[Pointing and labeling entries]
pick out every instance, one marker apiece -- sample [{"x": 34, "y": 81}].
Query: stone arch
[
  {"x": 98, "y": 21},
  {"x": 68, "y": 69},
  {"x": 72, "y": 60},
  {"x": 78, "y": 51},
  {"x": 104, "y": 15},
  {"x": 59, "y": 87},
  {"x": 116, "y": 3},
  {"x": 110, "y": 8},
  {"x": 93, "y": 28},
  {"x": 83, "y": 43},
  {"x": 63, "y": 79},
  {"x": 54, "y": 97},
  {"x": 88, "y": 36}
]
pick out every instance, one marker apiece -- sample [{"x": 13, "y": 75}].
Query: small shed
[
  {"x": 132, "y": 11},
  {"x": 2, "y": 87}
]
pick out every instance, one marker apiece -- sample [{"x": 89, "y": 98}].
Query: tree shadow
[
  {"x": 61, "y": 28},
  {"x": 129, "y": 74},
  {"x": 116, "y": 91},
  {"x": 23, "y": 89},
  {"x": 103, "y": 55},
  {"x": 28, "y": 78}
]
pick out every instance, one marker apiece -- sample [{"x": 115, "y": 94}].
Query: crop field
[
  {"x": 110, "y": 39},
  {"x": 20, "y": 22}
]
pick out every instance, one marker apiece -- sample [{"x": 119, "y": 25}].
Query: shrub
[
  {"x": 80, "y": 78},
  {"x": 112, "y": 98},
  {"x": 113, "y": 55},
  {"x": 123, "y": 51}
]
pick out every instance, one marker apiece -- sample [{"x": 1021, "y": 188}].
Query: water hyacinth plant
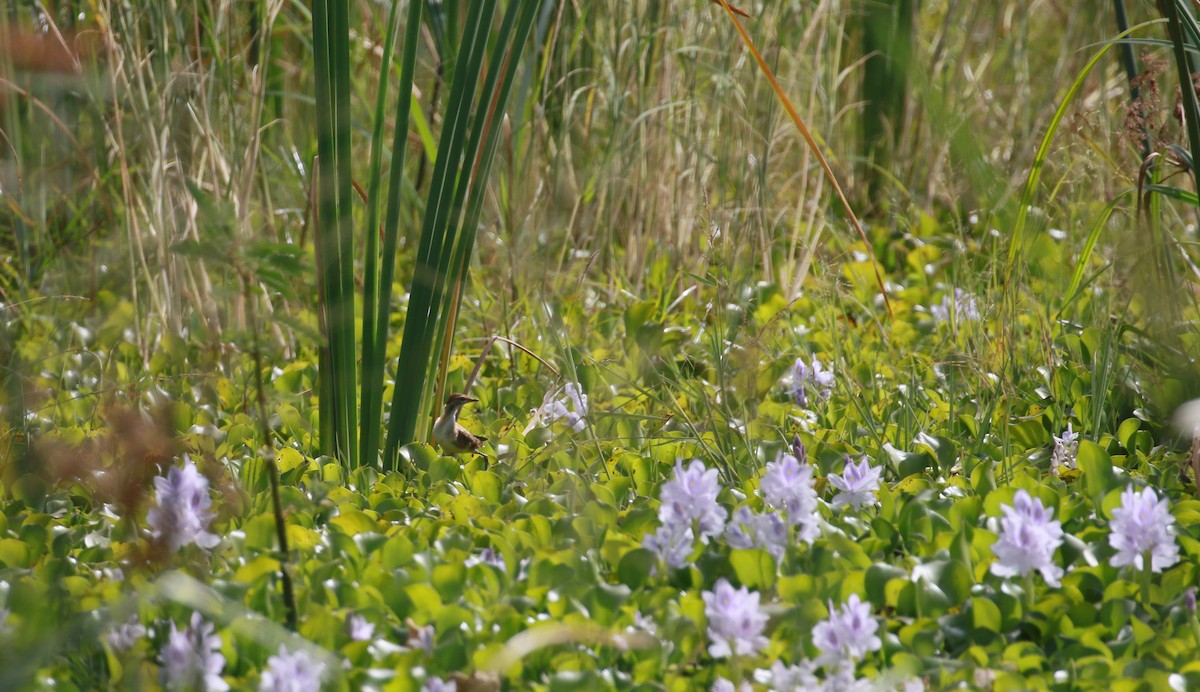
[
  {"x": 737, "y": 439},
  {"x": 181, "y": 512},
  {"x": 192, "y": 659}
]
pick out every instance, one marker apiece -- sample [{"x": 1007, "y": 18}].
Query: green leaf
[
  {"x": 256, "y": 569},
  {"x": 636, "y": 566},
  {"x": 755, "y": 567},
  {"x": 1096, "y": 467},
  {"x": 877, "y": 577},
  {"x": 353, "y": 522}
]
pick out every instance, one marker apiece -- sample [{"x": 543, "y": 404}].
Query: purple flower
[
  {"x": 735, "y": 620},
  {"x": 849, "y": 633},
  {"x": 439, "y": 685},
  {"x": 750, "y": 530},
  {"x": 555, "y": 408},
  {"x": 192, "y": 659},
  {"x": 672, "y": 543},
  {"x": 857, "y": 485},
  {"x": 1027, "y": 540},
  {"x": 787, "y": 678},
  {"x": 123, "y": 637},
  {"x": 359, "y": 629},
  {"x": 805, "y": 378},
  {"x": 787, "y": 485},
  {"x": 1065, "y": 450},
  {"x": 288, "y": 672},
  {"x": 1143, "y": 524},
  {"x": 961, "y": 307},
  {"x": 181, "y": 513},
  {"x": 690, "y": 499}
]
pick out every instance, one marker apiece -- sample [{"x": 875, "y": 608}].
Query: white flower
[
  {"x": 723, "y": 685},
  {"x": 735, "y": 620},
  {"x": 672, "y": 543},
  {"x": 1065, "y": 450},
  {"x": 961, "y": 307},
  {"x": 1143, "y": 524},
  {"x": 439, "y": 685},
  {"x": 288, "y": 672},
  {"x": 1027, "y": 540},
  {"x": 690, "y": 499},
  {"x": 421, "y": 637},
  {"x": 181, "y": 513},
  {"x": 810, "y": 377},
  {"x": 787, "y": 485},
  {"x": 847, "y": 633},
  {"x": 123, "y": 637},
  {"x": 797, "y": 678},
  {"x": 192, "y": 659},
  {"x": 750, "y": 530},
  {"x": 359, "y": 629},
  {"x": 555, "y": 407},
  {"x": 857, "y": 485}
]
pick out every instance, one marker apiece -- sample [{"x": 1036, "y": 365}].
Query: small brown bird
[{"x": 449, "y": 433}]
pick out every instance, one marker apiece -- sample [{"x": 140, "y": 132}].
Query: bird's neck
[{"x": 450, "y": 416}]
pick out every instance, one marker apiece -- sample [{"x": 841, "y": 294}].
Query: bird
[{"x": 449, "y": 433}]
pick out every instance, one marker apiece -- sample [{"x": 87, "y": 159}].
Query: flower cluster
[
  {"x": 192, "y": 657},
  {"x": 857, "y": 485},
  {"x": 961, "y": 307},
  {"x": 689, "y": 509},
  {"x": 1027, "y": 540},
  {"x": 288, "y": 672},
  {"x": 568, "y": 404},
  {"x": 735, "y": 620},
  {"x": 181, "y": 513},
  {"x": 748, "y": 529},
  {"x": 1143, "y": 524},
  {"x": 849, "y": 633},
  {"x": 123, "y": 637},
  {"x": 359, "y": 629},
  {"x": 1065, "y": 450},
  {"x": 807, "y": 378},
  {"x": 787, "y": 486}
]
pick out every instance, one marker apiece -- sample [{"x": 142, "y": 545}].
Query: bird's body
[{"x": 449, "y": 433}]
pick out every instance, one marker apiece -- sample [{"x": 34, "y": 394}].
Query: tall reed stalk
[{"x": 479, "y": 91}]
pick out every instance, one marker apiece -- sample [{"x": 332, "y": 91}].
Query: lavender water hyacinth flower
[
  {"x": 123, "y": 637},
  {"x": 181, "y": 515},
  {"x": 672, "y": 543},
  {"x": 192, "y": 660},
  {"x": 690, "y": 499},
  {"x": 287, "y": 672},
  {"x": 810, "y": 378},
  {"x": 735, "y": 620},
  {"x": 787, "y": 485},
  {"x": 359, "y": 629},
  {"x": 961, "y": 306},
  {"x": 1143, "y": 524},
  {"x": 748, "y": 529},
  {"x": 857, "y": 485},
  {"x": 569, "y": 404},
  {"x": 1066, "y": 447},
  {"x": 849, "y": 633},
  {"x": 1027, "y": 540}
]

Your task →
Reproduce the entries above exactly. Do not include the images.

Written solution →
pick out every instance, one marker apiece -- sample [{"x": 34, "y": 81}].
Query: stone arch
[
  {"x": 98, "y": 21},
  {"x": 68, "y": 69},
  {"x": 72, "y": 60},
  {"x": 78, "y": 51},
  {"x": 104, "y": 15},
  {"x": 59, "y": 87},
  {"x": 116, "y": 3},
  {"x": 110, "y": 8},
  {"x": 93, "y": 28},
  {"x": 83, "y": 43},
  {"x": 63, "y": 79},
  {"x": 54, "y": 97},
  {"x": 88, "y": 36}
]
pick out every instance, one marker apiece -- sample [{"x": 13, "y": 75}].
Query: small shed
[
  {"x": 132, "y": 11},
  {"x": 2, "y": 87}
]
pick out every instance, one marker apiece -- sample [{"x": 89, "y": 98}].
Query: tree shadow
[
  {"x": 61, "y": 28},
  {"x": 129, "y": 74},
  {"x": 116, "y": 91},
  {"x": 23, "y": 89},
  {"x": 103, "y": 55},
  {"x": 28, "y": 78}
]
pick out every instance, one marker apiece -- sample [{"x": 115, "y": 94}].
Query: crop field
[
  {"x": 110, "y": 39},
  {"x": 20, "y": 22}
]
pick out every instance, one marker apiece -- sample [{"x": 119, "y": 25}].
Query: shrub
[
  {"x": 80, "y": 78},
  {"x": 112, "y": 98},
  {"x": 113, "y": 55},
  {"x": 123, "y": 51}
]
pick out every instance, one marker apiece -- sample [{"x": 1021, "y": 188}].
Query: water hyacinth plant
[
  {"x": 737, "y": 439},
  {"x": 181, "y": 512},
  {"x": 192, "y": 659}
]
pick out every instance, one marker apiece -- sample [{"x": 1007, "y": 18}].
Query: green leaf
[
  {"x": 256, "y": 569},
  {"x": 636, "y": 566},
  {"x": 755, "y": 567},
  {"x": 1096, "y": 467},
  {"x": 877, "y": 577},
  {"x": 353, "y": 522}
]
pick out every instance, one marker apiece -- sample [{"x": 543, "y": 404}].
Query: purple flower
[
  {"x": 735, "y": 620},
  {"x": 849, "y": 633},
  {"x": 439, "y": 685},
  {"x": 750, "y": 530},
  {"x": 555, "y": 408},
  {"x": 192, "y": 659},
  {"x": 672, "y": 543},
  {"x": 857, "y": 485},
  {"x": 1027, "y": 540},
  {"x": 787, "y": 678},
  {"x": 123, "y": 637},
  {"x": 359, "y": 629},
  {"x": 805, "y": 378},
  {"x": 787, "y": 485},
  {"x": 1065, "y": 450},
  {"x": 288, "y": 672},
  {"x": 1143, "y": 524},
  {"x": 961, "y": 307},
  {"x": 181, "y": 513},
  {"x": 690, "y": 499}
]
pick out every instance, one marker apiece -- sample [{"x": 875, "y": 608}].
Query: white flower
[
  {"x": 723, "y": 685},
  {"x": 735, "y": 620},
  {"x": 672, "y": 543},
  {"x": 1065, "y": 450},
  {"x": 961, "y": 307},
  {"x": 1143, "y": 524},
  {"x": 439, "y": 685},
  {"x": 288, "y": 672},
  {"x": 1027, "y": 540},
  {"x": 690, "y": 499},
  {"x": 421, "y": 637},
  {"x": 181, "y": 513},
  {"x": 810, "y": 377},
  {"x": 787, "y": 485},
  {"x": 847, "y": 633},
  {"x": 123, "y": 637},
  {"x": 797, "y": 678},
  {"x": 192, "y": 659},
  {"x": 750, "y": 530},
  {"x": 359, "y": 629},
  {"x": 555, "y": 407},
  {"x": 857, "y": 485}
]
pick out every instance, one marker apiece -- sample [{"x": 1036, "y": 365}].
Query: small brown bird
[{"x": 449, "y": 433}]
pick out every instance, one marker apiece -- sample [{"x": 140, "y": 132}].
Query: bird's neck
[{"x": 450, "y": 416}]
pick out every instance, one marker apiece -- sample [{"x": 841, "y": 294}].
Query: bird
[{"x": 449, "y": 433}]
pick out every instance, one marker apiece -- sample [{"x": 87, "y": 159}].
Query: flower cluster
[
  {"x": 192, "y": 657},
  {"x": 857, "y": 485},
  {"x": 961, "y": 307},
  {"x": 689, "y": 509},
  {"x": 1027, "y": 540},
  {"x": 288, "y": 672},
  {"x": 568, "y": 404},
  {"x": 735, "y": 620},
  {"x": 181, "y": 513},
  {"x": 748, "y": 529},
  {"x": 1143, "y": 524},
  {"x": 849, "y": 633},
  {"x": 123, "y": 637},
  {"x": 359, "y": 629},
  {"x": 1065, "y": 450},
  {"x": 807, "y": 378},
  {"x": 787, "y": 486}
]
pick out every instance, one marker apiece -- sample [{"x": 142, "y": 545}].
Query: bird's body
[{"x": 449, "y": 433}]
pick out every instance, one marker apiece -- sample [{"x": 34, "y": 394}].
Query: tall reed stalk
[{"x": 479, "y": 91}]
pick out every instance, one marker apiece -- sample [{"x": 332, "y": 91}].
Query: lavender water hyacinth flower
[
  {"x": 123, "y": 637},
  {"x": 181, "y": 515},
  {"x": 672, "y": 543},
  {"x": 192, "y": 660},
  {"x": 690, "y": 499},
  {"x": 287, "y": 672},
  {"x": 810, "y": 378},
  {"x": 735, "y": 620},
  {"x": 787, "y": 485},
  {"x": 359, "y": 629},
  {"x": 961, "y": 306},
  {"x": 1143, "y": 524},
  {"x": 748, "y": 529},
  {"x": 857, "y": 485},
  {"x": 569, "y": 404},
  {"x": 1066, "y": 447},
  {"x": 849, "y": 633},
  {"x": 1027, "y": 540}
]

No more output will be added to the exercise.